All lines up to and including the one that contains "the bird's foot." are to be transcribed exactly, starting from the first line of the records.

◆ ◆ ◆

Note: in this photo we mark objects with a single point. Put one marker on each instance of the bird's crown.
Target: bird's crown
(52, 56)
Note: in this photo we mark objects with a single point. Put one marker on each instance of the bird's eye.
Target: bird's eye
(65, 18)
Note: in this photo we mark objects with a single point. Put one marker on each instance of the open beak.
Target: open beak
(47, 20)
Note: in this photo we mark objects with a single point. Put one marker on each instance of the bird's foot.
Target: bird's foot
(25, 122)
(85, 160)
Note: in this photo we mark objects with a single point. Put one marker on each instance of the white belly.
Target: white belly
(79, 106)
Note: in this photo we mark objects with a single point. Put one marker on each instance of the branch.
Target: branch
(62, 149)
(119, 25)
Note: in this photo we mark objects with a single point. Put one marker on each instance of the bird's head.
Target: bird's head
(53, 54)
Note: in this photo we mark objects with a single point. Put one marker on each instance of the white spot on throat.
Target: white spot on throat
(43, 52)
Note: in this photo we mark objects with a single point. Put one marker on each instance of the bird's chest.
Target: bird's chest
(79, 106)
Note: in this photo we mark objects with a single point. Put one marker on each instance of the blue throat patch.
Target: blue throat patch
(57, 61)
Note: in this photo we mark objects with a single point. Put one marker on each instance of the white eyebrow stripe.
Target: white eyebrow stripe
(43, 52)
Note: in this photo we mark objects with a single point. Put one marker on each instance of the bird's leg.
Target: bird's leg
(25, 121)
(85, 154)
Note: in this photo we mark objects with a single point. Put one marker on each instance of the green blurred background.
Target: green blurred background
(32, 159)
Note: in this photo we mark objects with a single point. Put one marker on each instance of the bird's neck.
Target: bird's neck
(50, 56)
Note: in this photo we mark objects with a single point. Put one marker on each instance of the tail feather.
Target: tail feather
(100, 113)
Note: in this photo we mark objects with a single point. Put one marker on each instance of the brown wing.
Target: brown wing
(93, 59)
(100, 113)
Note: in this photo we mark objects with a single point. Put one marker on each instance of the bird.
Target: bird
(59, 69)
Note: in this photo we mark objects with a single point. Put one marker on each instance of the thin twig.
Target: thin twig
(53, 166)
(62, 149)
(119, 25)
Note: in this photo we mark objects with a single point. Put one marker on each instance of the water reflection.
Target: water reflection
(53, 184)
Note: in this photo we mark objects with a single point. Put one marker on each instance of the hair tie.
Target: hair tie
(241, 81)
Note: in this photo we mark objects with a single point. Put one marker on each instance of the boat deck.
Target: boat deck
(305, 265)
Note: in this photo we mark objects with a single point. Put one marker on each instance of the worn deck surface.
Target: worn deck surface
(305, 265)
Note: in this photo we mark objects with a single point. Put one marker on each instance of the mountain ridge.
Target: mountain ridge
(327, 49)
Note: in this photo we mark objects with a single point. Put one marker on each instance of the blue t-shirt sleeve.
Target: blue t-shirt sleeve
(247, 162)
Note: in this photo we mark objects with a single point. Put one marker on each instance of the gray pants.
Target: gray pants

◆ ◆ ◆

▶ _WRITTEN REPLY_:
Note: in this photo we mark objects with a single point. Put one marker on each instance of the bird's crown.
Target: bird's crown
(52, 56)
Note: in this photo we mark objects with a single point. Put one marker on each instance of the bird's eye.
Target: bird's eye
(65, 18)
Note: in this photo we mark objects with a single point. Put one marker on each instance of the open beak.
Target: open beak
(47, 20)
Note: in this photo we mark objects with a single point. Put one marker on each instance of the bird's foot.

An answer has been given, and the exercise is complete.